The Minnesota Twins have added two veteran arms to their starting rotation, signing free agents Rich Hill and Homer Bailey to one-year deals, the team announced Tuesday.

Sources told ESPN’s Jeff Passan that Bailey’s deal is for $7 million, while Hill gets $3 million.

Hill, who will turn 40 on March 11, is not expected back until midseason after having what is called primary repair surgery, which has a recovery time of six months.

He is returning for his 16th season in the major leagues. He worked his way back three times from an arm injury and two knee injuries to finish the 2019 season with the Los Angeles Dodgers.

Bailey, 33, finished last season with a combined 13-9 record, 4.57 ERA and 149 strikeouts for the Oakland Athletics and Kansas City Royals, who acquired him for minor league infielder Kevin Merrell before the July trade deadline.

Hill’s career has taken him on a winding path in which he suffered a torn labrum, underwent Tommy John surgery, temporarily converted into a reliever, pitched in the independent league and shuffled through eight different major league organizations.

He did not establish himself as a major league starter until he was 27 years old, and he didn’t necessarily blossom until the age of 36, when the crafty left-hander won 35 games, pitched 378⅔ innings and posted a 3.09 ERA from 2016 to 2018. The Dodgers acquired Hill from the Oakland Athletics in August 2016, then signed him to a three-year, $48 million extension four months later.

The Dodgers valued Hill for his devastating curveball, his competitive spirit and his clubhouse presence. Hill was slowed coming out of spring training in 2019, then carried a 2.55 ERA through about eight weeks until suffering a flexor tendon strain in his left elbow on June 19.

Upon returning on Sept. 12, Hill aggravated a knee injury he suffered earlier in the season. It was thought that his season — and perhaps his career — was over. But Hill fought to make it onto the Dodgers’ postseason roster, recorded eight outs in Game 4 of the National League Division Series, and then, upon elimination, stated his intentions of continuing to pitch.

[Stored data entries]
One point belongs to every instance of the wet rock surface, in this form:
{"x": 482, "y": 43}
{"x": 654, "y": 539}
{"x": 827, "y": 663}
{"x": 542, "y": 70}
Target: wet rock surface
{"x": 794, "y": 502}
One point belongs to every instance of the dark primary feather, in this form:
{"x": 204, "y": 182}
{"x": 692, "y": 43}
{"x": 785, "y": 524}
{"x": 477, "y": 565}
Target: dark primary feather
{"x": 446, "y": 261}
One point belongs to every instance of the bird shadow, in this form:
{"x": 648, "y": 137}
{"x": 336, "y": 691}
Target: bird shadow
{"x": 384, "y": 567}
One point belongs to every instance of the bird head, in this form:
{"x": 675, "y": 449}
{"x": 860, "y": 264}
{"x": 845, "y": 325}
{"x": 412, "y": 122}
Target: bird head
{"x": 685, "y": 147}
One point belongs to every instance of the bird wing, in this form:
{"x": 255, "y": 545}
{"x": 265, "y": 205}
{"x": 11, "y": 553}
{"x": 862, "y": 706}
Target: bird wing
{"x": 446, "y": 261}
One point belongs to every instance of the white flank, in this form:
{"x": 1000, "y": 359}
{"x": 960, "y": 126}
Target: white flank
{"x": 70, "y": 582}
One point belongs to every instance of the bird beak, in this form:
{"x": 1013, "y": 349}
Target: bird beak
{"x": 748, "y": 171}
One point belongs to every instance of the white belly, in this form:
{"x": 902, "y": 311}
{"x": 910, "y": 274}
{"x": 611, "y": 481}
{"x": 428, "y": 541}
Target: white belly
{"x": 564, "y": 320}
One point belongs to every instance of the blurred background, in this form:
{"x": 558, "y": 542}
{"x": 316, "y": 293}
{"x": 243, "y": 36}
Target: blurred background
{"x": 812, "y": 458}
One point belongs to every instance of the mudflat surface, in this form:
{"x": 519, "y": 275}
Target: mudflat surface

[Tasks]
1 - Answer from the article on the Twins signings:
(a) How much is Bailey's deal worth?
(b) Which player did the Royals give up to acquire Bailey?
(c) On what date did Hill suffer the flexor tendon strain in his left elbow?
2 - Quote the article on the Twins signings from "The Dodgers valued" up to and including "on June 19.".

[Answers to the exercises]
1 -
(a) $7 million
(b) Kevin Merrell, a minor league infielder
(c) June 19

2 -
The Dodgers valued Hill for his devastating curveball, his competitive spirit and his clubhouse presence. Hill was slowed coming out of spring training in 2019, then carried a 2.55 ERA through about eight weeks until suffering a flexor tendon strain in his left elbow on June 19.